Syekh Ahmad Khatib Al-Minangkabawi, Dari Minang ke Masjidil Haram

  • REPUBLIKA.CO.ID, Senin, 26 Juni 1860 M (6 Zulhijjah 1276 H), seorang calon ulama besar, Ahmad Khatib, lahir di sebuah kota Minang, Bukittinggi. Ayahnya bernama Abdullatief Khatib Nagari, saudara dari Datuk Rangkayo Mangkuto, Kepala Nagari (istilah untuk desa) Kotogadang, Kecamatan IV Koto, di seberang ngarai Bukittinggi. Sedangkan ibunya adalah Limbak Urai, saudara dari Muhammad Shaleh Datuk Bagindo yang juga seorang kepala nagari di Ampek Angkek.
    Menurut banyak sumber yang mengulas tentang ulama Minang ini, ulama bernama lengkap Syekh Ahmad Khatib bin Abdul Lathif bin Abdullah Al-Minangkabawi ini merupakan keturunan dari seorang hakim gerakan Padri yang sangat anti terhadap penjajahan Belanda. Gerakan Padri adalah gerakan yang dipelopori dan dilakukan kaum padri (ulama) dalam mengawal penegakan syariat di Sumatera Barat. Perlawanan nyata kaum Padri terhadap Belanda dicatat oleh sejarah dan dikenal sebagai Perang Padri.

    Saat kecil, Ahmad Khatib dikenal sebagai seorang anak yang rajin dan selalu tertarik mempelajari berbagai pengetahuan dari beragam sumber, baik itu buku maupun guru. Tahun 1870, ia masuk sekolah Belanda di Minangkabau, sebelum akhirnya melanjutkan ke Sekolah Guru (kweekschool) di Bukittinggi. Pengetahuan dasarnya tentang Islam ia peroleh dari kedua orang tuanya serta sejumlah ulama Islam lokal di sana. Dengan pengetahuan Islam yang amat luas, Ahmad Khatib menjadi seorang ulama terkemuka. Ia memegang teguh mazhab Syafi'i dan ahlussunnah wal jama'ah. Pria Minang itu menjelma menjadi tokoh intelektual abad 19 yang membawa pewajahan baru Islam di Indonesia.

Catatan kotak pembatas
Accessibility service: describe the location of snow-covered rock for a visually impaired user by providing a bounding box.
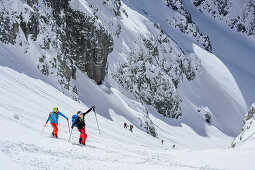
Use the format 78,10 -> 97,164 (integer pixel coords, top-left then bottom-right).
193,0 -> 255,37
232,103 -> 255,148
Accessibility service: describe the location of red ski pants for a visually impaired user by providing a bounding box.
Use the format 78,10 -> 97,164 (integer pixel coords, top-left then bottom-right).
78,127 -> 88,145
50,123 -> 58,136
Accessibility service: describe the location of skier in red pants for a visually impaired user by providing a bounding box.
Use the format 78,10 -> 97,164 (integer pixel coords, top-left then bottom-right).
72,106 -> 95,145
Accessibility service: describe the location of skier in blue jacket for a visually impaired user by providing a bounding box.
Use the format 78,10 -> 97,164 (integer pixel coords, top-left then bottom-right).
46,107 -> 68,138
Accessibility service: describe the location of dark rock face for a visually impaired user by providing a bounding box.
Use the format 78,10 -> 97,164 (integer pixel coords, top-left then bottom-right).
0,0 -> 113,89
165,0 -> 213,53
45,0 -> 113,84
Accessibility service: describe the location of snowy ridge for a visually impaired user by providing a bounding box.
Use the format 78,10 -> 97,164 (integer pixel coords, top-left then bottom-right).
232,104 -> 255,148
0,0 -> 255,170
0,42 -> 254,170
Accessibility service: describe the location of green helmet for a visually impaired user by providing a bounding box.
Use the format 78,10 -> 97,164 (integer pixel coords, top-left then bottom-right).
53,107 -> 58,112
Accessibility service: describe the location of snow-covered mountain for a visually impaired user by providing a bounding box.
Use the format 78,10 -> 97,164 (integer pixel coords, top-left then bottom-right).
232,104 -> 255,148
0,0 -> 255,169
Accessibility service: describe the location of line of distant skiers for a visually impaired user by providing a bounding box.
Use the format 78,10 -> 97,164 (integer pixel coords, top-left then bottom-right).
124,122 -> 134,132
42,106 -> 175,148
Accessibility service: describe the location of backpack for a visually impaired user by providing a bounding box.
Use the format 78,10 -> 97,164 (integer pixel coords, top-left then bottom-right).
72,115 -> 77,127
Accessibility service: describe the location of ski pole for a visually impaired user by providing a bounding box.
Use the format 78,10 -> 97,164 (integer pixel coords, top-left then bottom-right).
41,122 -> 47,135
67,119 -> 70,133
93,107 -> 101,134
68,129 -> 73,143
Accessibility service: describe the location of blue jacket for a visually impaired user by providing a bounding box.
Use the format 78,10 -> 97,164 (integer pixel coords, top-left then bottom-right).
47,111 -> 67,123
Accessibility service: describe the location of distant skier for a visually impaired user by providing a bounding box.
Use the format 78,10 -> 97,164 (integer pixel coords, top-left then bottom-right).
46,107 -> 68,138
72,106 -> 95,145
129,125 -> 133,132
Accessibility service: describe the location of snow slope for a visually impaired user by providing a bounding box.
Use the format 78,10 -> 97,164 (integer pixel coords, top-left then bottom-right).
0,41 -> 255,169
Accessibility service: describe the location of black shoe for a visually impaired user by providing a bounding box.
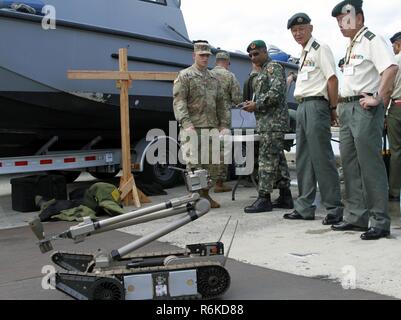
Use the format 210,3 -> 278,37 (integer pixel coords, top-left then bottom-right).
273,188 -> 294,210
322,213 -> 343,226
361,228 -> 390,240
244,194 -> 273,213
331,221 -> 368,232
284,211 -> 315,220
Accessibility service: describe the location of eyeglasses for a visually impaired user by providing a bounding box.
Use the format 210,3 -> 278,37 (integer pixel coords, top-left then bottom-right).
249,52 -> 260,58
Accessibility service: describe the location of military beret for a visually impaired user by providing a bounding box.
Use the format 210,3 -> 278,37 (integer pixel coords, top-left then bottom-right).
390,32 -> 401,43
331,0 -> 363,17
194,40 -> 212,55
246,40 -> 267,52
216,51 -> 230,60
287,12 -> 312,29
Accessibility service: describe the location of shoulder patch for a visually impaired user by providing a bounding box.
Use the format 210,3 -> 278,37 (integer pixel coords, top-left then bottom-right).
312,41 -> 320,50
365,31 -> 376,41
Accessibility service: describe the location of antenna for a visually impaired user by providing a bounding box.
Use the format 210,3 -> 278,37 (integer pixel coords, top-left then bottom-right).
217,216 -> 232,242
223,220 -> 239,267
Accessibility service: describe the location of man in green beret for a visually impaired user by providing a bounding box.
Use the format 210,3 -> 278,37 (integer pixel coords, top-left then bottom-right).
244,40 -> 293,213
387,32 -> 401,202
173,40 -> 227,209
212,51 -> 242,193
284,13 -> 344,225
332,0 -> 398,240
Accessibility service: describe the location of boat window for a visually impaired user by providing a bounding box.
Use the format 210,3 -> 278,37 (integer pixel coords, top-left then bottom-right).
141,0 -> 167,6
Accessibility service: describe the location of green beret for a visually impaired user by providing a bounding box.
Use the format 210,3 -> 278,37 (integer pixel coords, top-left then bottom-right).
216,51 -> 230,60
287,12 -> 312,29
331,0 -> 363,17
246,40 -> 267,52
390,32 -> 401,43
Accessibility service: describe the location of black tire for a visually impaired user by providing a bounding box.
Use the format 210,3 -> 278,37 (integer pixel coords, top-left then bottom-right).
140,163 -> 181,189
48,171 -> 81,183
89,170 -> 120,180
140,141 -> 182,189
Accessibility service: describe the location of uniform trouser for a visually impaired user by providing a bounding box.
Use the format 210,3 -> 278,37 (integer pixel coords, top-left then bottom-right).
295,100 -> 344,218
259,132 -> 291,195
387,105 -> 401,197
339,101 -> 391,231
217,141 -> 228,181
180,128 -> 220,188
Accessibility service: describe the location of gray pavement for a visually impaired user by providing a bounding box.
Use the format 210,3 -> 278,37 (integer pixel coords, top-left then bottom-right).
0,222 -> 390,300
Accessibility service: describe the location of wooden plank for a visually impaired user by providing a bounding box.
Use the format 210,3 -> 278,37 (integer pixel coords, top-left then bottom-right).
119,48 -> 141,208
67,70 -> 130,80
67,70 -> 178,81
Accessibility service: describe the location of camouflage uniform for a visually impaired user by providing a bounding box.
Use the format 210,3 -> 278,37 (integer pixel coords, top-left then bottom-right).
254,58 -> 291,195
212,66 -> 242,181
173,65 -> 231,182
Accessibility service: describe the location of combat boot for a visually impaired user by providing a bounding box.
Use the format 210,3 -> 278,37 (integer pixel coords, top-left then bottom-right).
214,180 -> 233,193
199,189 -> 221,209
273,188 -> 294,209
244,193 -> 273,213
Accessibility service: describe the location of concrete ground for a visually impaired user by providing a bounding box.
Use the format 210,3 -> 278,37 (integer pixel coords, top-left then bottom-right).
0,168 -> 401,299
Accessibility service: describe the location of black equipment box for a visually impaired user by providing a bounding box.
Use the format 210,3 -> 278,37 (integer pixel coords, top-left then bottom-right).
10,175 -> 67,212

* Kerjakan berikut ini:
1) Sajikan sebagai daftar bernomor baris-baris dalam catatan, mulai dari baris yang memuat "Accessibility service: describe the location of eyeglasses" hingga baris yang memuat "249,52 -> 260,58", keduanya termasuk, tanpa baris kosong.
2) Teruskan teks tentang Syekh Ahmad Khatib Al-Minangkabawi, dimulai setelah kalimat terakhirnya.
Teks dan catatan tersebut tidak saling berhubungan.

* Jawaban yang diberikan:
1)
1. Accessibility service: describe the location of eyeglasses for a visually impaired user by providing a bounding box.
2. Use the format 210,3 -> 278,37 (integer pixel coords, top-left then bottom-right).
3. 249,52 -> 260,58

2)
    Pemikiran Ahmad Khatib yang mengarah pada pembaruan pemikiran Islam menemui banyak perlawanan karena tidak sejalan dengan adat Minangkabau. Salah satunya saat ia secara tegas menolak aturan Minangkabau tentang pembagian harta waris. Menurut adat, harta pusaka diwariskan pada kemenakan perempuan dari garis kerabat perempuan. Sedangkan kemenakan laki-laki hanya menjadi pembantu dalam menggarap dan memelihara harta pusaka itu. Adat tersebut berlawanan dengan hukum Islam yang mengatur bahwa harta waris diberikan kepada anak kandung, dengan ketentuan anak laki-laki memperoleh dua kali lipat bagian anak perempuan. 



    Tanpa kompromi, Ahmad Khatib menolak adat yang telah mengurat nadi dalam masyarakat Minang itu. Semua harta benda yang diwariskan kepada kemenakan, menurut pendapat Ahmad Khatib, dianggap sebagai harta rampasan. Ia menulis buku yang secara khusus membahas perihal harta pusaka tersebut, berjudul Ad-Da'il Masmu' fir Raddi `ala man Yuritsul Ikhwah wa Auladil Akhawat ma'a Wujudil Ushl wal Furu' (dengan versi terjemahan berjudul Al-Manhajul Masyru'). Buku tersebut membahas pembagian harta waris menurut Islam dan membantah aturan harta pusakamenurut adat Minangkabau.


    Ia juga menyanggah beberapa pendapat Barat tentang kedudukan bumi, bulan, dan matahari, serta peredaran planet yang ia anggap bertentangan dengan pemikiran ulama-ulama Islam dalam bidang tersebut. Dalam aspek teologis, ia adalah penentang keras ajaran Kristen, terutama tentang konsep trinitas.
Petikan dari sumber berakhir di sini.